**TAREAS POR REALIZAR:**
• A. Según el texto sobre la huelga, ¿en qué sección del Frankfurter Allgemeine Zeitung escribía Thankmar von Münchhausen?
• B. Prosiga el texto sobre la huelga a partir de su última oración.

El momento corporativo de la huelga fue inundado de inmediato por una protesta social generalizada que se extendió mucho más allá de su circunstancia específica. No sólo los huelguistas directamente implicados salieron a la calle, sino también centenares de miles de manifestantes. En muchas crónicas, se habló de una «explosión de los sentimientos sociales», del súbito despertar de un espíritu de solidaridad, de un descubrimiento del arte de improvisar y de una camaradería humana sólo vistos en ocasión de grandes incendios y catástrofes naturales. ¿Una especie de milagro de María en medio del desierto de la individualización y de la ausencia de solidaridad típicas de la economía de mercado? El ultrarreaccionario Thankmar von Münchhausen, de la sección financiera del Frankfurter Allgemeine Zeitung, se mostraba pasmado:

• Ningún gobierno democrático debería permitir que se infligiesen a los franceses las privaciones impuestas diariamente, durante ya casi tres semanas, por los sindicatos. Toda modesta queja sobre los efectos –pérdida de sueño y oportunidades de vida y de negocios arruinadas– parte de la afirmación de que se tiene una perfecta comprensión de las exigencias de los huelguistas. Nadie pone en duda el derecho de huelga, ni siquiera en las empresas de monopolio estatal. A juzgar por las voces resignadas, se podría pensar que los funcionarios públicos no impulsan la huelga de manera egoísta contra la sociedad, sino más bien en nombre de ella misma (13/12/95).

**FILAS DE DATOS:**

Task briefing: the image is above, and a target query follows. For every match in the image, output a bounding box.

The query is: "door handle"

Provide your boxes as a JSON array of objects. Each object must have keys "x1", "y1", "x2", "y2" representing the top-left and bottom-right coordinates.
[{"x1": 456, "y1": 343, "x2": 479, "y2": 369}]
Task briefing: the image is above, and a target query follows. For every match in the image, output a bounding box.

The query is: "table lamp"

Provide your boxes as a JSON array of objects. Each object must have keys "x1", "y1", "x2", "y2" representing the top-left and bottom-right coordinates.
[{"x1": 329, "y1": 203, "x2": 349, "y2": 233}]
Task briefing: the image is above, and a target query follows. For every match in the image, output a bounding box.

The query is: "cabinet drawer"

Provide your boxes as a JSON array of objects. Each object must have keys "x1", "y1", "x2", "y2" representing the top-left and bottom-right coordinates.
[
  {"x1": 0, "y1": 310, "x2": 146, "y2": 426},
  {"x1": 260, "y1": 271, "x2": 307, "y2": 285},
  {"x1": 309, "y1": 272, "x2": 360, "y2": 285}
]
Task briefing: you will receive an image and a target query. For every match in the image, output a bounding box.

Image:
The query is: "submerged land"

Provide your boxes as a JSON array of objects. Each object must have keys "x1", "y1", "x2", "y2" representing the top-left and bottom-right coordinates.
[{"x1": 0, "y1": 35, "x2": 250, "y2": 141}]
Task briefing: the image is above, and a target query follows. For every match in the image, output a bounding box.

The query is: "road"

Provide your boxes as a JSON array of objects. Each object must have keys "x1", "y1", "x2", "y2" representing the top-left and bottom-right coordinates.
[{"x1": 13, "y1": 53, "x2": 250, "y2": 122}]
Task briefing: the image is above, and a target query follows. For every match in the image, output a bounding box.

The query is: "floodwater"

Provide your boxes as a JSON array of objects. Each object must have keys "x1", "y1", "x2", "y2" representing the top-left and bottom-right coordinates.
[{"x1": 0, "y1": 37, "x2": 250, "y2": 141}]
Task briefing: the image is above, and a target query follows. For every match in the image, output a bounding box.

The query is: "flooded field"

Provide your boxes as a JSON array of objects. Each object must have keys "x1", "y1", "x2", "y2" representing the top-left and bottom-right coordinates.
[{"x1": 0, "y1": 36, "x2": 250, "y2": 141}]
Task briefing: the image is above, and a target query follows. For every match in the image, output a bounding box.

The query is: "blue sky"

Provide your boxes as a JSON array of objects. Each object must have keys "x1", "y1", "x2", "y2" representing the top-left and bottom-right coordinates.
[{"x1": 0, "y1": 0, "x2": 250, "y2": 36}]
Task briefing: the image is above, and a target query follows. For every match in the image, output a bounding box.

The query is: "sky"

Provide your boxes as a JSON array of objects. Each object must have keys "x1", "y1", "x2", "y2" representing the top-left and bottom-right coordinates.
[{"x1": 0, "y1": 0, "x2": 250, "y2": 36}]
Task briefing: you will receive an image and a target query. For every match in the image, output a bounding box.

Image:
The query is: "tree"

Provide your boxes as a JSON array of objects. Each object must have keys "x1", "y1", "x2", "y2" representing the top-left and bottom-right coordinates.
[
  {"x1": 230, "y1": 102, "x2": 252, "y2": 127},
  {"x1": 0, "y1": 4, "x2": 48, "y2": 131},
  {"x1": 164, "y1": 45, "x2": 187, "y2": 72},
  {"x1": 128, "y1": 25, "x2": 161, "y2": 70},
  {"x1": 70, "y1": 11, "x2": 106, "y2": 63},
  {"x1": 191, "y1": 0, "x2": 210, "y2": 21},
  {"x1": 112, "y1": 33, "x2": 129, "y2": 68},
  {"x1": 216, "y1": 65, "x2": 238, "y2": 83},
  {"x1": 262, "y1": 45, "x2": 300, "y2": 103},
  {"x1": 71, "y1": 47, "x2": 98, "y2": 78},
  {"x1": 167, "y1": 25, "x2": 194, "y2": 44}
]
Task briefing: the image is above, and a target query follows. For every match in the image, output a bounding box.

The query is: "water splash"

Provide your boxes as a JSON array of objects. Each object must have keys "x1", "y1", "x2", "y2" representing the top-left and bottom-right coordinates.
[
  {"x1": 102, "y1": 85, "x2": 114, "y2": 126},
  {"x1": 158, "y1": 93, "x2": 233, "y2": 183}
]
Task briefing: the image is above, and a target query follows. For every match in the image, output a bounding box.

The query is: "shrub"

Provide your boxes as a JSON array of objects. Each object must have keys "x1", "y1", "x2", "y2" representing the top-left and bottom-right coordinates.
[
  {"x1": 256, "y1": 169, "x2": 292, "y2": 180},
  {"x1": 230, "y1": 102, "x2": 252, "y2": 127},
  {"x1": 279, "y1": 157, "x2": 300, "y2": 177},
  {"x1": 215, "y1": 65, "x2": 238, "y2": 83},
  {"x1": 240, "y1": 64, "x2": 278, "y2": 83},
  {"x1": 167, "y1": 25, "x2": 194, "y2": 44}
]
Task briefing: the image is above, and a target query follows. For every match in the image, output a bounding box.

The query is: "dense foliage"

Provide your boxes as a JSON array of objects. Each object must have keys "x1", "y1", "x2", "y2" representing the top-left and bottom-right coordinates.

**RESPUESTAS POR TAREA:**
• A. En la sección financiera.

• B.
Sin querer, comentarios inflamados como éste, extraído de un periódico conservador y antisocial, acertaron: la huelga de diciembre en París contó con semejante apoyo porque de hecho los huelguistas –un tanto inconscientemente– subieron al ring como representantes de todos los asalariados. Sólo a primera vista estaban en juego las jubilaciones de los ferroviarios o el seguro de salud de los funcionarios públicos: en verdad, el blanco de la protesta era el consenso neoliberal de las élites. Fueron las irritantes declaraciones sobre la «imprescindibilidad» de la llamada reducción de los costes sociales, sobre el fin del pretendido toujours plus («siempre más») y sobre la «percepción necesaria», etc., las que encendieron la bilis de las masas francesas. Y con toda razón. Hace mucho que se sabe que la matanza social es generalizada y que el cuchillo para nuestro pescuezo ya está afilado. La espantosa desfachatez de las élites económicas llega hoy al límite –y no sólo en Francia– de querer imponer la quiebra social de su sistema como ley natural a ser aceptada, y a cuyo modelo todos tienen que «adaptarse». El verdadero milagro social de María es que las élites de todo el mundo no hayan sido aún colgadas por tal descaro. Pero mientras los asalariados alemanes se desprenden de buena voluntad de sus calzones en nombre de las leyes del mercado, los franceses parecen por lo menos tener la dignidad de resistir el asedio.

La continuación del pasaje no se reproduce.